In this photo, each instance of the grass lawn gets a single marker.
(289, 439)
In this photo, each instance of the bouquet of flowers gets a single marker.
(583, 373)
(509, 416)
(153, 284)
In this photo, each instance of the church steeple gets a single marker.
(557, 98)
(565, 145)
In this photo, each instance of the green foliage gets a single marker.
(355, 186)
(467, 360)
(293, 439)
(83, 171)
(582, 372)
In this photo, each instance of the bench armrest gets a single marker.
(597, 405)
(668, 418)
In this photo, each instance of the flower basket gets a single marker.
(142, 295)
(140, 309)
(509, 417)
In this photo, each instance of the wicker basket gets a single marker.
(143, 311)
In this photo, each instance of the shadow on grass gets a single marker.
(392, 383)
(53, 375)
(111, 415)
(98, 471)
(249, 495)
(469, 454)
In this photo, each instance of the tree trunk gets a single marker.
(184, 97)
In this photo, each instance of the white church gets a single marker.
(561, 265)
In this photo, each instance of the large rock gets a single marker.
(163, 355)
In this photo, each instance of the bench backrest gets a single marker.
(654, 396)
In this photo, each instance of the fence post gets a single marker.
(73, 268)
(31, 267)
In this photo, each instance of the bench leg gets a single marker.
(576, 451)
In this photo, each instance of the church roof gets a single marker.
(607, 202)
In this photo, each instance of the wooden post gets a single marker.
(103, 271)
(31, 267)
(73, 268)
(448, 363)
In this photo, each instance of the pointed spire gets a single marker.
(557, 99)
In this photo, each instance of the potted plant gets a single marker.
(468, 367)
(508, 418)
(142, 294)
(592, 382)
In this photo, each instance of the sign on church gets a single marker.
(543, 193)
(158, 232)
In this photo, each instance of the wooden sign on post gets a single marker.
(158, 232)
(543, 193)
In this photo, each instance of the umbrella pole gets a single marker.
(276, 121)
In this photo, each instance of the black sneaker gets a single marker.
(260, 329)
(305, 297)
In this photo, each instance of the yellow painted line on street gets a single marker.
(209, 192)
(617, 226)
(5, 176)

The task: Copy every record above word for word, with no changes.

Problem solution:
In this photo, each instance of the grass lawn gets a single marker.
(289, 439)
In this photo, each instance of the bouquet of flowers gets a single marker.
(583, 373)
(509, 416)
(153, 284)
In this photo, each instance of the church steeple gets a single marker.
(557, 98)
(565, 145)
In this photo, each instance of the green foliage gets a single marker.
(355, 186)
(467, 360)
(293, 439)
(83, 171)
(582, 372)
In this photo, each instance of the bench armrest gets a single marker.
(597, 405)
(668, 418)
In this photo, each instance of the flower basket gets a single marker.
(142, 295)
(140, 309)
(509, 417)
In this photo, each instance of the wicker basket gets a single marker.
(143, 311)
In this photo, each instance of the shadow on grass gets a single marker.
(392, 383)
(53, 375)
(111, 415)
(98, 471)
(249, 495)
(469, 454)
In this photo, each instance of the tree trunk gets a single marker.
(184, 97)
In this photo, each instance of the white church gets a single marker.
(561, 265)
In this photo, each instance of the large rock gets a single marker.
(163, 355)
In this photo, each instance of the bench backrest gets a single marker.
(654, 396)
In this photo, each instance of the fence post gets a single marker.
(73, 268)
(31, 267)
In this photo, each instance of the bench leg gets a single marker.
(576, 451)
In this photo, each instance of the church roof gets a single marker.
(607, 202)
In this photo, each instance of the wooden post gets a single marker.
(103, 271)
(31, 267)
(73, 268)
(448, 363)
In this photo, each instance of the pointed spire gets a single marker.
(557, 99)
In this photo, each instance of the potted plant gets a single marker.
(468, 367)
(508, 418)
(142, 294)
(592, 382)
In this photo, each instance of the sign on church gets a single marker.
(543, 193)
(158, 232)
In this photo, each instance of the wooden sign on post gets a single marker.
(158, 232)
(543, 193)
In this photo, each instance of the umbrella pole gets a single marker.
(276, 121)
In this photo, each instance of the black sneaker gets a single marker.
(260, 329)
(305, 297)
In this photo, each instance of the yellow painted line on street gets a single marker.
(209, 192)
(617, 226)
(5, 176)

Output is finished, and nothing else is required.